* [Document segment]:
BEGIN
Let $X$ be a topological space and $K$ be a subset of $X$. Let $B$ be a basis of topology on $X$ (i.e. every open subset of $X$ is a union of some members in $B$).

Claim: If every open cover of $K$ by elements of $B$ has a finite sub-cover then $K$ is compact.

Proof: Let $\{ U_{\alpha}:\alpha\in I\}$ be an arbitrary open cover of $K$. We want to find finite sub-cover of it. Now each $U_{\alpha}$ is equal to union of some members of $B$. Thus $K$ is contained in a union of members of $B$ and by hopothesis, it has a finite sub-cover. Thus, if $K\subseteq B_1 \cup B_2 \cup \cdots \cup B_n$, then for each $i$ in $1,2,\ldots, n$, pick-up one member $U_{\alpha_i}$ such that $B_i\subseteq U_{\alpha_i}$. It is then clear that $K$ is covered by $U_{\alpha_1}, U_{\alpha_2},\cdots,U_{\alpha_n}$.

Q.1 Is this argument correct?
END
* [Stored records]:
BEGIN
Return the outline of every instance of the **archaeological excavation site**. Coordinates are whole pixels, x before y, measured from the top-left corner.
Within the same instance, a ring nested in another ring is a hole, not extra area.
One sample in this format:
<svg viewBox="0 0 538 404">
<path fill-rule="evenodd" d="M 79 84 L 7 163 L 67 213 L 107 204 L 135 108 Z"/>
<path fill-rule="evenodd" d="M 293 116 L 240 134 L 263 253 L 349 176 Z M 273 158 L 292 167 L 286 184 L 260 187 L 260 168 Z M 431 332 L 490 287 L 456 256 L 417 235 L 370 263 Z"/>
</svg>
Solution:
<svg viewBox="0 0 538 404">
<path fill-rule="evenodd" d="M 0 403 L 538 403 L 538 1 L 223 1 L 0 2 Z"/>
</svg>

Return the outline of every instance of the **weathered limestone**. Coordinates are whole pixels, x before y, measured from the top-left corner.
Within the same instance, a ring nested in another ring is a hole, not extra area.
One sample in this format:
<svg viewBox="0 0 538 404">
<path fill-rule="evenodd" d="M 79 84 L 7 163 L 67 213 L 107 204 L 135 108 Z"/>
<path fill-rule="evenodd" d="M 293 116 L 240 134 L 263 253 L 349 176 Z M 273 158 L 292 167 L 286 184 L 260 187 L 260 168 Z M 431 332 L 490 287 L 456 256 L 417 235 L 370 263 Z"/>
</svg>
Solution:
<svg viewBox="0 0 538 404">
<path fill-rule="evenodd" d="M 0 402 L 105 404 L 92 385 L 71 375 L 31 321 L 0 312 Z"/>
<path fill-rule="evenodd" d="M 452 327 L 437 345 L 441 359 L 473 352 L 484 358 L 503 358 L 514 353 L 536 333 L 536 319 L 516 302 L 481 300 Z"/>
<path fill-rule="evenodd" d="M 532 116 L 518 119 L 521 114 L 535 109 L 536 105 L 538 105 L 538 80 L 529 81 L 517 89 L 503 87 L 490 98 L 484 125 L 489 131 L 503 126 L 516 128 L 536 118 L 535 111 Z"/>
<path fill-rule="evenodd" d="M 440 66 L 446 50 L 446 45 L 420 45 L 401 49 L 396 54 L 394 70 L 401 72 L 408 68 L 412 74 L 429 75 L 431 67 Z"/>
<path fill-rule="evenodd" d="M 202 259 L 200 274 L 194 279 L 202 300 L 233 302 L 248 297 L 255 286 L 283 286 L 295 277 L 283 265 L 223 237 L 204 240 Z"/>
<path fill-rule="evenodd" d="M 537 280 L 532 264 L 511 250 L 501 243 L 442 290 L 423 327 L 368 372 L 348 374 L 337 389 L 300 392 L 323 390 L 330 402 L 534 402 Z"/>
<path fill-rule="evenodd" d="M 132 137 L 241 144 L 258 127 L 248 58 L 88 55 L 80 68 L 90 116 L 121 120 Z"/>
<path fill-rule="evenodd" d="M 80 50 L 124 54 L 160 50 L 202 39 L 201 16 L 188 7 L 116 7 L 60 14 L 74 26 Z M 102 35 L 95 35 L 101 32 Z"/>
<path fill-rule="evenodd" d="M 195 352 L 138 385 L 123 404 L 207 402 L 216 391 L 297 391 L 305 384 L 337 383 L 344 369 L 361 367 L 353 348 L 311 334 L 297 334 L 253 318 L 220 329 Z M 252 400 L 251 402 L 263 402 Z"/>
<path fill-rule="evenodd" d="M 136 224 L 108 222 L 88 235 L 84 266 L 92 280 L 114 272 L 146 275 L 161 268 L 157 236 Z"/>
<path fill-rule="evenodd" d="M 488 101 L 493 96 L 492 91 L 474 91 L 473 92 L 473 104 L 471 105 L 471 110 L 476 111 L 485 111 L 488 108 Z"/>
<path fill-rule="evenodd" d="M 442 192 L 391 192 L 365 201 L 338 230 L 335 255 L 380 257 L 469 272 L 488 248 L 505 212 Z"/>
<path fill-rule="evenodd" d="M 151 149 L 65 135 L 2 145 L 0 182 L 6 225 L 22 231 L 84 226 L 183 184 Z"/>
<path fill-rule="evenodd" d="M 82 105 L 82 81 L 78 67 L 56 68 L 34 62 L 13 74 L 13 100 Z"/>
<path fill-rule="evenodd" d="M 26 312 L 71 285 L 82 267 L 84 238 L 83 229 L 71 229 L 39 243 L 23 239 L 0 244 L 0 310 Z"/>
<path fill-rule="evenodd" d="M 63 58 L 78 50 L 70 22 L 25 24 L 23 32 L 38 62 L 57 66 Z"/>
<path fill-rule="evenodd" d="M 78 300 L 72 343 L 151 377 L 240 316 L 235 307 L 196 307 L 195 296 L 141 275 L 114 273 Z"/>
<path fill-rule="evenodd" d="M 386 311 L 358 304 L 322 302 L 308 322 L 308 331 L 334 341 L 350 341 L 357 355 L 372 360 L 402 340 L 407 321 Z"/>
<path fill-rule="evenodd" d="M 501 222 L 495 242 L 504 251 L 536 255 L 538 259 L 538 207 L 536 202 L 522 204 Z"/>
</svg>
END
* [What the exercise asks]:
From the post on compactness and basis covers, extract the passage that begins at the words "Claim: If every" and stops after "this argument correct?", keeping every character unchanged.

* [Response to this task]:
Claim: If every open cover of $K$ by elements of $B$ has a finite sub-cover then $K$ is compact.

Proof: Let $\{ U_{\alpha}:\alpha\in I\}$ be an arbitrary open cover of $K$. We want to find finite sub-cover of it. Now each $U_{\alpha}$ is equal to union of some members of $B$. Thus $K$ is contained in a union of members of $B$ and by hopothesis, it has a finite sub-cover. Thus, if $K\subseteq B_1 \cup B_2 \cup \cdots \cup B_n$, then for each $i$ in $1,2,\ldots, n$, pick-up one member $U_{\alpha_i}$ such that $B_i\subseteq U_{\alpha_i}$. It is then clear that $K$ is covered by $U_{\alpha_1}, U_{\alpha_2},\cdots,U_{\alpha_n}$.

Q.1 Is this argument correct?